▶ TEXTAUSZUG:
· · · ·

23. April 2016

Der goldene Hahn – Axel Kober. Oper Düsseldorf.

19:00 Uhr Einführung, 19:30 Uhr, 1. Rang Seite links, Reihe 1, Platz 216



Eine richtig gute Oper trifft auf eine richtig gute Inszenierung – nicht die schlechteste Konstellation, die hier in Düsseldorf zu bewundern war. Schon in Saarbrücken hatte mich der goldene Hahn aufhorchen lassen (Link), dieser positive Eindruck sollte sich nun bestätigen. Ein Werk, das durchgängig mit musikalischen Schönheiten aufwartet und gleichzeitig mit seiner in Satire getränkten Handlung eine ergiebige Spielwiese für hintergründige Regiearbeiten bietet.

· · · ·

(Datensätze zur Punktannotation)

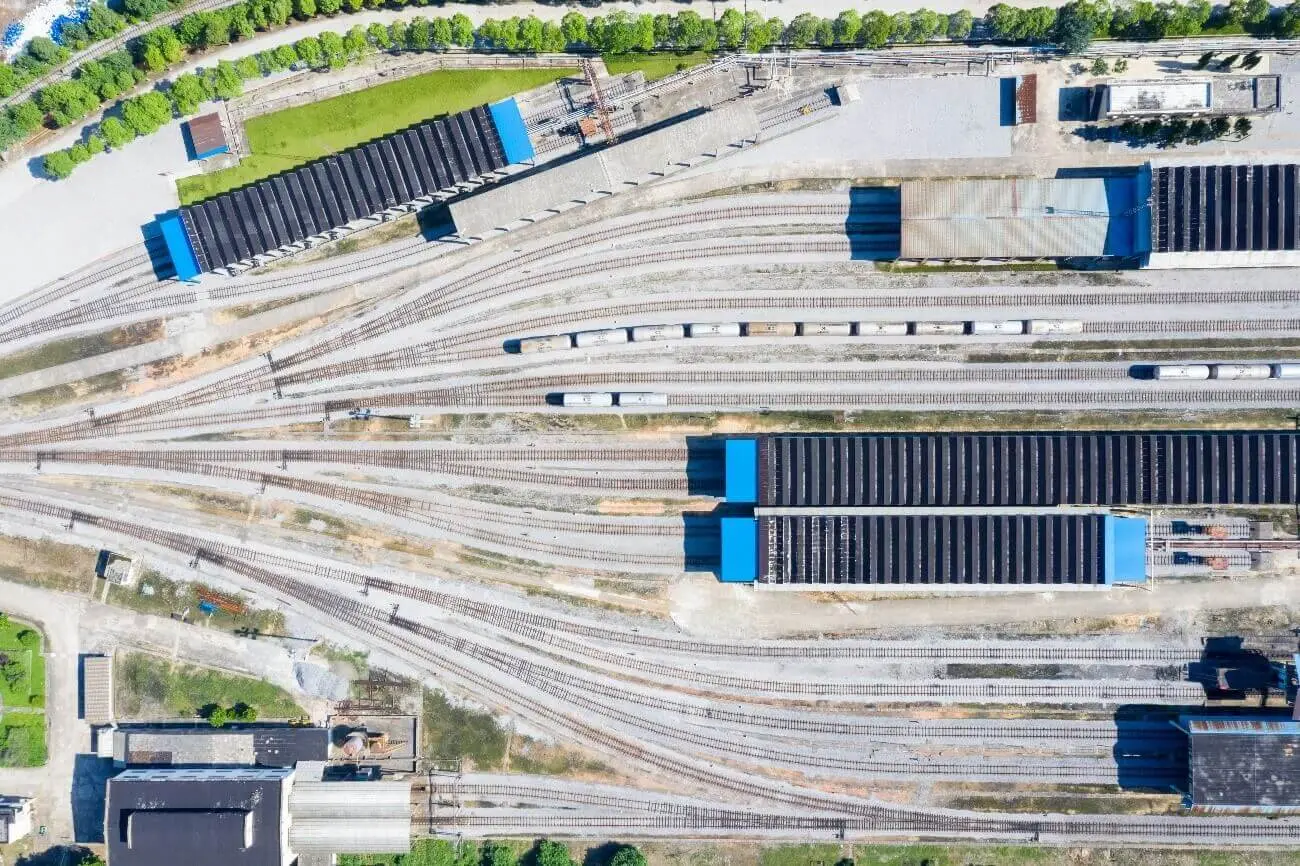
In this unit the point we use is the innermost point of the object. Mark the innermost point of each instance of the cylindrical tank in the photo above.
(1182, 371)
(649, 333)
(714, 329)
(1056, 327)
(826, 329)
(1242, 371)
(607, 337)
(936, 328)
(545, 343)
(882, 329)
(1005, 327)
(642, 398)
(771, 329)
(588, 398)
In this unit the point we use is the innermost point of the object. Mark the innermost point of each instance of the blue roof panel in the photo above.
(741, 471)
(178, 247)
(514, 134)
(740, 550)
(1125, 550)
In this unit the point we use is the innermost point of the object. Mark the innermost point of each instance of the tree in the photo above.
(553, 853)
(628, 856)
(116, 133)
(960, 25)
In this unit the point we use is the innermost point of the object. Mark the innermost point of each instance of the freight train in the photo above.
(1195, 372)
(698, 330)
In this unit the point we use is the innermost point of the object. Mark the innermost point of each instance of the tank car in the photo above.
(545, 343)
(586, 398)
(1242, 371)
(937, 328)
(1056, 327)
(1182, 371)
(882, 328)
(642, 398)
(826, 329)
(1005, 327)
(607, 337)
(650, 333)
(714, 329)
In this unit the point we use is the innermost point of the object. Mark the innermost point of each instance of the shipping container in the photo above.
(609, 337)
(826, 329)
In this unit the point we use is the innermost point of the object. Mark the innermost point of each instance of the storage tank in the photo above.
(1243, 371)
(935, 328)
(1056, 327)
(1005, 327)
(650, 333)
(642, 398)
(545, 343)
(882, 329)
(772, 329)
(1182, 371)
(714, 329)
(826, 329)
(609, 337)
(588, 398)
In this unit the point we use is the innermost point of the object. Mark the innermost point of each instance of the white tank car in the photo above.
(649, 333)
(642, 398)
(1182, 371)
(936, 328)
(714, 329)
(1242, 371)
(545, 343)
(826, 329)
(1006, 327)
(588, 398)
(1056, 327)
(609, 337)
(882, 329)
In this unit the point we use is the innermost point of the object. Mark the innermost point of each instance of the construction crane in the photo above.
(602, 111)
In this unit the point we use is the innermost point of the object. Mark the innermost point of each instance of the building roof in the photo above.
(1039, 470)
(96, 689)
(1017, 219)
(198, 817)
(207, 135)
(1252, 765)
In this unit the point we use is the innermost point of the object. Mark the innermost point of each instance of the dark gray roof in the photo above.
(923, 470)
(931, 549)
(195, 817)
(1244, 765)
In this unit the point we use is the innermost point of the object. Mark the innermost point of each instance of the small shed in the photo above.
(96, 689)
(207, 135)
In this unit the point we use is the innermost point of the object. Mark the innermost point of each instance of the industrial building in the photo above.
(1090, 217)
(434, 157)
(1243, 765)
(1223, 215)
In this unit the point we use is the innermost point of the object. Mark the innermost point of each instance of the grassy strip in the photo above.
(144, 683)
(655, 65)
(286, 139)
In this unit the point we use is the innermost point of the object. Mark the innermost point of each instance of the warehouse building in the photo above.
(1014, 470)
(1223, 215)
(1243, 765)
(1087, 217)
(935, 550)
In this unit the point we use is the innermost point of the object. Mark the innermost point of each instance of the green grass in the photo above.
(146, 685)
(657, 65)
(285, 139)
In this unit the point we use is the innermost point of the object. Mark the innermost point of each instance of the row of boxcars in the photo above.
(1226, 371)
(651, 333)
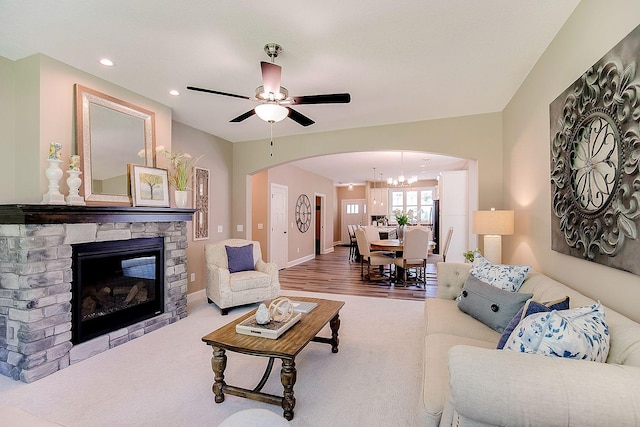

· · · ·

▶ HERAUSFORDERUNG 1:
Zieh bitte jede Zeile der Auflistung heraus, in der die Zeichenfolge „building“ vorkommt.
▶ HERAUSFORDERUNG 2:
Führe die Opernkritik zu „Der goldene Hahn“ ab ihrem letzten Satz fort.

▶ ENDGÜLTIGE ANTWORT 1:
In this unit the point we use is the innermost point of the object. Mark the innermost point of each instance of the building roof in the photo above.
In this unit the point we use is the innermost point of the object. Mark the innermost point of each instance of the industrial building in the photo above.
In this unit the point we use is the innermost point of the object. Mark the innermost point of each instance of the warehouse building in the photo above.

▶ ENDGÜLTIGE ANTWORT 2:
Anders als in der eher allgemein als Kroteske über (macht-)politische Unfähigkeit angelegten Saarbrücker Produktion, verknüpft Dmitry Bertman das Libretto ganz konkret mit der jüngeren russischen Geschichte und spannt den Bogen von (Post-)Sowjetzeiten bis in die Gegenwart. Entsprechend befinden wir uns eingangs auch nicht an einem märchenhaften oder historischen Zarenhof, sondern erleben eine von Vetternwirtschaft und Filz durchsetzte autokratische Regierung in der Rolle der verkrusteten, sich äußeren „Gefahren“ ausgesetzt wähnenden Dodonie.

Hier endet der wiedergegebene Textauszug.